> DOCUMENT TEXT

========================================================================

Calling BS

We both recently read Calling Bullshit (by Carl T. Bergstrom and Jevin D. West) and Lee reviewed the book in a blog post. We’ve both talked together about the BS we see in and around testing for many years, and written blogs too (e.g. Lee’s critical review of the Capgemini “World Quality Report 2020-21”). We then spotted this tweet from Michael Bolton and it inspired us to pen this joint blog post in the spirit of “calling bullshit”:

Some of the attributes that we think make a great tester include critical thinking, shining a light into dark places, and being brave enough to call out problems when they’re spotted. Why then do testers seem willing to walk past problematic statements made in blogs, LinkedIn posts and vendor marketing and not call them out? How do we advance testing if we continue to allow mistruths to go unchallenged?

In On Bullshit, the philosopher Frankfurt (2005) defines bullshit as something that is designed to impress but that was constructed absent direct concern for the truth. This distinguishes bullshit from lying, which entails a deliberate manipulation and subversion of truth (as understood by the liar).

While there is no shortage of material when it comes to BS around testing, consider this recent marketing from testing tool vendor, Applitools – on their official website page for Applitools Eyes – as an example.

========================================================================

> DATA SEGMENT
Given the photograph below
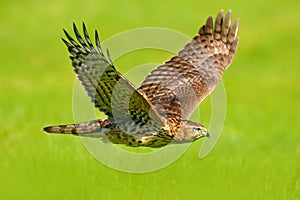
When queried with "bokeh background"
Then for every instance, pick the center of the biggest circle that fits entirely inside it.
(257, 156)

========================================================================

> WHAT IS ASKED
Resume the blog post on calling out BS in software testing, starting right after its last sentence. The material above comes from a separate source and is unrelated to the blog post on calling out BS in software testing.

> FINAL ANSWER
Stable, Fast, and Efficient

Applitools Eyes is powered by Visual AI, the only AI powered computer vision that replicates the human eyes and brain to quickly spot functional and visual regressions. Tests infused with Visual AI are created 5.8x faster, run 3.8 more stable, and catch 45% more bugs vs traditional functional testing. In addition, tests powered by Visual AI can take advantage of the ultrafast speed and stability of the next generation of cross browser testing, our Ultrafast Test Cloud.

Let’s consider some attributes of human eyes and brains. Eyes don’t, in reality, “see” anything. They capture lightwaves and send these, via neural networks, to our brain’s visual cortex for interpretation and correction. Notice how you have two eyes but only see one “smooth” picture – that’s some neat real-time processing right there. Not only that, your eyes are sending a constantly changing pipeline of varying lightwaves, but note how the picture stays smooth and controlled, enabling you to make decisions, almost at an unconscious level.

So, how do we “replicate” this with a computer? The answer is: we don’t.

“Vision is the functional aspect of the brain that we understand the best, in humans and other animals,” Tenenbaum says. “And computer vision is one of the most successful areas of AI at this point. We take for granted that machines can now look at pictures and recognize faces very well, and detect other kinds of objects.”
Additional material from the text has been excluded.